--- Begin Data to use ---

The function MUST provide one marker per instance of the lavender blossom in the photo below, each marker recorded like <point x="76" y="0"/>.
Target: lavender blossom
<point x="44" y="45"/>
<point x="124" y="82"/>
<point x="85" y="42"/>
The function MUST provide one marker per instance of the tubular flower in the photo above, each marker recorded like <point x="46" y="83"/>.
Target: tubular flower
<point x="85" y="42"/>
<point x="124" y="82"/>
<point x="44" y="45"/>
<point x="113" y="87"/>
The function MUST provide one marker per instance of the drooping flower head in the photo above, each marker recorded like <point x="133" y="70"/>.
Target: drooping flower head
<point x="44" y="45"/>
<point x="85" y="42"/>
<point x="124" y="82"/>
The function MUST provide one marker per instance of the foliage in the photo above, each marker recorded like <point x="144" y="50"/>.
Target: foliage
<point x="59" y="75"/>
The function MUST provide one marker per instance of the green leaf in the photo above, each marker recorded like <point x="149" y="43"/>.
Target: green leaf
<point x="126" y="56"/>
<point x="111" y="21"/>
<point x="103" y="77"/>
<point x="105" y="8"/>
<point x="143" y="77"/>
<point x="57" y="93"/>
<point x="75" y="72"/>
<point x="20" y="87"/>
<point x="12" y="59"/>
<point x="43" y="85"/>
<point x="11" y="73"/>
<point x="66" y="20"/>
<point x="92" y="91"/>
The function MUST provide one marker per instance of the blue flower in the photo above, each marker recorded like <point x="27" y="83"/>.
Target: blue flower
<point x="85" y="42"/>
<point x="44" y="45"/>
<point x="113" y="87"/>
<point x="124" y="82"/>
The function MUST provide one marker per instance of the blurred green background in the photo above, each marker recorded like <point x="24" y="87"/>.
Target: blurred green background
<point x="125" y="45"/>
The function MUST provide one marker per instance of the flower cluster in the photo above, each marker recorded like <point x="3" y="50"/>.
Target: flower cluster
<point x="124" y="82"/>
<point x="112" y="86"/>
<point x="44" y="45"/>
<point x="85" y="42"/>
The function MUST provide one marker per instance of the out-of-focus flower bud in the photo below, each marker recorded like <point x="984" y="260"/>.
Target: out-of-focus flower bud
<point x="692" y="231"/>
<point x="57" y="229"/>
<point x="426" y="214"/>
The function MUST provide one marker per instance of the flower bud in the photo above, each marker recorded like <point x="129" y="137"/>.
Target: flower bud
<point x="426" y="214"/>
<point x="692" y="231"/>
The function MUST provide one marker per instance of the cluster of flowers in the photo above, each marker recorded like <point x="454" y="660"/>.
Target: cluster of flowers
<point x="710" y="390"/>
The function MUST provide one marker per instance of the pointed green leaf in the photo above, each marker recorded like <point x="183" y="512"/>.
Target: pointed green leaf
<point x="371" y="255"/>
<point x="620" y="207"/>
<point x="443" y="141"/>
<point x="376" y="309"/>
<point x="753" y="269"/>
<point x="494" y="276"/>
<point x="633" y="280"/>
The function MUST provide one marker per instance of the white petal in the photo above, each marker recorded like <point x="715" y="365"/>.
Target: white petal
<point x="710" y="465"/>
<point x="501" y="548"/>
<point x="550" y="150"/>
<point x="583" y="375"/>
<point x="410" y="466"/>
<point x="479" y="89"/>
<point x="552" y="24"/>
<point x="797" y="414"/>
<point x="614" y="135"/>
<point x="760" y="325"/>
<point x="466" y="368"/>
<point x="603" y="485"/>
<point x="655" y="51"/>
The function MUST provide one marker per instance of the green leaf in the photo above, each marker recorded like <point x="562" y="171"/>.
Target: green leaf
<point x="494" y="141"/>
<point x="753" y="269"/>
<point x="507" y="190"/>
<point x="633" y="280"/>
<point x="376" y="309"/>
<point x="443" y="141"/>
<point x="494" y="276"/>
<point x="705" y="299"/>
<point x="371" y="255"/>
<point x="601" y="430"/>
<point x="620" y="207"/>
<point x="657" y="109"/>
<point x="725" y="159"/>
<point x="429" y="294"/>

--- End Data to use ---

Goal of the exercise
Nothing should be left out: repeat all of the data exactly.

Solved exercise
The function MUST provide one marker per instance of the lavender blossom in the photo below, each marker recorded like <point x="76" y="0"/>.
Target: lavender blossom
<point x="44" y="45"/>
<point x="124" y="82"/>
<point x="85" y="42"/>
The function MUST provide one marker per instance of the tubular flower in the photo above, each marker recorded like <point x="46" y="83"/>.
Target: tubular flower
<point x="85" y="42"/>
<point x="124" y="82"/>
<point x="44" y="45"/>
<point x="113" y="87"/>
The function MUST provide one marker per instance of the drooping flower head in the photo above, each marker recorded like <point x="133" y="70"/>.
Target: drooping flower head
<point x="44" y="45"/>
<point x="85" y="42"/>
<point x="124" y="82"/>
The function MUST provide one marker per instance of the foliage in the photo above, each marker recorded like <point x="144" y="50"/>.
Target: foliage
<point x="59" y="75"/>
The function MUST provide one marker per instance of the green leaf in the photo above, each marker recorded like <point x="149" y="43"/>.
Target: green leaf
<point x="126" y="56"/>
<point x="111" y="21"/>
<point x="103" y="77"/>
<point x="105" y="8"/>
<point x="143" y="77"/>
<point x="57" y="93"/>
<point x="75" y="72"/>
<point x="20" y="87"/>
<point x="12" y="59"/>
<point x="43" y="85"/>
<point x="11" y="73"/>
<point x="66" y="20"/>
<point x="92" y="91"/>
The function MUST provide one marker per instance of the blue flower in the photo above, each marker recorded like <point x="27" y="83"/>.
Target: blue flower
<point x="85" y="42"/>
<point x="44" y="45"/>
<point x="113" y="87"/>
<point x="124" y="82"/>
The function MUST provide one marker per instance of the blurred green background in the photo above, each marker recorded like <point x="24" y="87"/>.
Target: blurred green background
<point x="125" y="45"/>
The function MUST provide one marker per instance of the flower cluster in the photo above, each marker recorded like <point x="3" y="50"/>.
Target: flower cluster
<point x="124" y="82"/>
<point x="112" y="86"/>
<point x="44" y="45"/>
<point x="85" y="42"/>
The function MUST provide one marker per instance of the out-of-focus flower bud in the photo below, each marker recorded like <point x="984" y="260"/>.
Target: out-of-focus flower bud
<point x="692" y="231"/>
<point x="57" y="229"/>
<point x="426" y="214"/>
The function MUST provide one marker per instance of the flower bud in the photo above, each marker recorded like <point x="129" y="137"/>.
Target: flower bud
<point x="426" y="214"/>
<point x="692" y="231"/>
The function MUST provide one marker per instance of the cluster of flowers in the photo above, each marker recorded like <point x="454" y="660"/>.
Target: cluster of flowers
<point x="710" y="390"/>
The function MUST provide one marker per instance of the pointed green leaf in the photo above, each marker recorded like <point x="183" y="512"/>.
Target: pointed green leaf
<point x="371" y="255"/>
<point x="620" y="207"/>
<point x="443" y="141"/>
<point x="376" y="309"/>
<point x="753" y="269"/>
<point x="494" y="276"/>
<point x="633" y="280"/>
The function MUST provide one marker per instance of the white petal in the photo above, each marker recorded like <point x="715" y="365"/>.
Target: white petal
<point x="710" y="465"/>
<point x="501" y="548"/>
<point x="550" y="150"/>
<point x="583" y="375"/>
<point x="410" y="466"/>
<point x="479" y="89"/>
<point x="552" y="24"/>
<point x="797" y="414"/>
<point x="614" y="135"/>
<point x="760" y="325"/>
<point x="466" y="368"/>
<point x="603" y="485"/>
<point x="655" y="51"/>
The function MUST provide one marker per instance of the green leaf in the photo above, each marker recorded like <point x="562" y="171"/>.
Target: green leaf
<point x="494" y="141"/>
<point x="753" y="269"/>
<point x="507" y="190"/>
<point x="633" y="280"/>
<point x="376" y="309"/>
<point x="443" y="141"/>
<point x="494" y="276"/>
<point x="705" y="299"/>
<point x="371" y="255"/>
<point x="601" y="430"/>
<point x="620" y="207"/>
<point x="657" y="109"/>
<point x="725" y="159"/>
<point x="429" y="294"/>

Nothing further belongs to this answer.